What this exercise asks ::
1. Retype the passage on self-driving cars word for word from "Carmakers, DeKort said, would" to "every 600,000 miles.".
2. In two sentences, summarize the passage on self-driving cars.
3. Pick up the passage on self-driving cars after its final sentence and continue writing it.

Text ::

--------------------------------

DeKort doesn’t even think a simple scenario — such as highway driving — can be considered remotely safe.
“As soon as you go out into the public domain, it could be in front of your house, you incur so many of these problems that it’s impossible to do,” he said. There are just too many crash scenarios to cover.
The only path to true FSD, DeKort said, would be a path lit by artificial general intelligence (AGI). And despite the frequent debate over whether AGI is even a remote possibility, unlocking AGI would not suddenly solve the problems at hand; companies would still need to enhance their simulators and find ways to guarantee the safety of their vehicles and the strength of their AI models.
Carmakers, DeKort said, would additionally have to enhance their sensor systems, combining the cameras that Tesla is known for with Lidar, 3D imaging radar and a sound localization system.
Waymo and Cruise have collectively driven more than 8 million driverless miles, in total reporting around 100 crashes, a ratio that works out to around one crash for every 60,000 miles. In the last quarter of 2022, Tesla recorded one crash for every 4.85 million miles driven by Autopilot (which is not a full self-driving technology). Drivers in the U.S., meanwhile, crash around once every 600,000 miles.

--------------------------------

Information shown ::

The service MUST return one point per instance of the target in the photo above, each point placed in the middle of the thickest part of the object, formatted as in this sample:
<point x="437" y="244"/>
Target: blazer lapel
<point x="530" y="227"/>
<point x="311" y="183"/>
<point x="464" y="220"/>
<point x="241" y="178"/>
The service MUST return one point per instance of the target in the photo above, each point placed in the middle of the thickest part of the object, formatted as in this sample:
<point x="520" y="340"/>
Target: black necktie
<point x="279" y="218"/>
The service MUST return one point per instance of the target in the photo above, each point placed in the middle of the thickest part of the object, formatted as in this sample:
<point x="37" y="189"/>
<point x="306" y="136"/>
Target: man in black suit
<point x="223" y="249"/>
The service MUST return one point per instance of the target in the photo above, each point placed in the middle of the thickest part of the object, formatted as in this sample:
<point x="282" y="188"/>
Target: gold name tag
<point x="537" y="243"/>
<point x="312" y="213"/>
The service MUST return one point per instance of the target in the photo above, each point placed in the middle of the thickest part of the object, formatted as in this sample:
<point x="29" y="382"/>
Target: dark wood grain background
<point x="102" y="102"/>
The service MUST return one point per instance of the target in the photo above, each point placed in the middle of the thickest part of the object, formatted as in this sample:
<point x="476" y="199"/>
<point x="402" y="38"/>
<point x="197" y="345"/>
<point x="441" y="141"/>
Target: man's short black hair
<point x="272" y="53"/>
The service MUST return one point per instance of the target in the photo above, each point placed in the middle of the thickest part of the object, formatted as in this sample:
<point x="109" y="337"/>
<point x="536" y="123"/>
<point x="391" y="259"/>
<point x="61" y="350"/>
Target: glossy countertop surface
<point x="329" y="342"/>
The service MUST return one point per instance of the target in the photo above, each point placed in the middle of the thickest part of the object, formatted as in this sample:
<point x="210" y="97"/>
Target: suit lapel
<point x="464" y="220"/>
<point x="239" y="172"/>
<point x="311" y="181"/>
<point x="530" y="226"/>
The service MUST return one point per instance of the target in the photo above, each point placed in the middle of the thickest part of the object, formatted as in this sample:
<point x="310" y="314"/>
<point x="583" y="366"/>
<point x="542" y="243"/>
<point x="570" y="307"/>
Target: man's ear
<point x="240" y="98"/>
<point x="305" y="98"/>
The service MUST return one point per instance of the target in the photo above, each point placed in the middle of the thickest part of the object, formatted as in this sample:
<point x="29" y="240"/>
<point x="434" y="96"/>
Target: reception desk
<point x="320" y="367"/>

--------------------------------

Exercise responses ::
1.
Carmakers, DeKort said, would additionally have to enhance their sensor systems, combining the cameras that Tesla is known for with Lidar, 3D imaging radar and a sound localization system.
Waymo and Cruise have collectively driven more than 8 million driverless miles, in total reporting around 100 crashes, a ratio that works out to around one crash for every 60,000 miles. In the last quarter of 2022, Tesla recorded one crash for every 4.85 million miles driven by Autopilot (which is not a full self-driving technology). Drivers in the U.S., meanwhile, crash around once every 600,000 miles.

2. DeKort argues that not even highway driving can be made safe, because public roads present too many crash scenarios, and that true full self-driving would require artificial general intelligence. He adds that even this would still leave carmakers needing better simulators, safety guarantees, and sensor systems that combine cameras with Lidar, 3D imaging radar and sound localization, while the passage compares crash rates for Waymo and Cruise, Tesla's Autopilot, and U.S. drivers.

3.
The systems are getting better — they have become good enough to play the odds, DeKort said. But there are potentially insurmountable limitations and vulnerabilities baked into these systems that, according to DeKort and other experts, mean that, as it stands, human-level self-driving is likely not achievable.
“I’m not against autonomous vehicles. I’m against using people needlessly to do it and companies going bankrupt for no reason trying to do it,” DeKort said. “In general, I think there’s use for autonomy and I’d like to help people get there.”
“It’s just not this way.”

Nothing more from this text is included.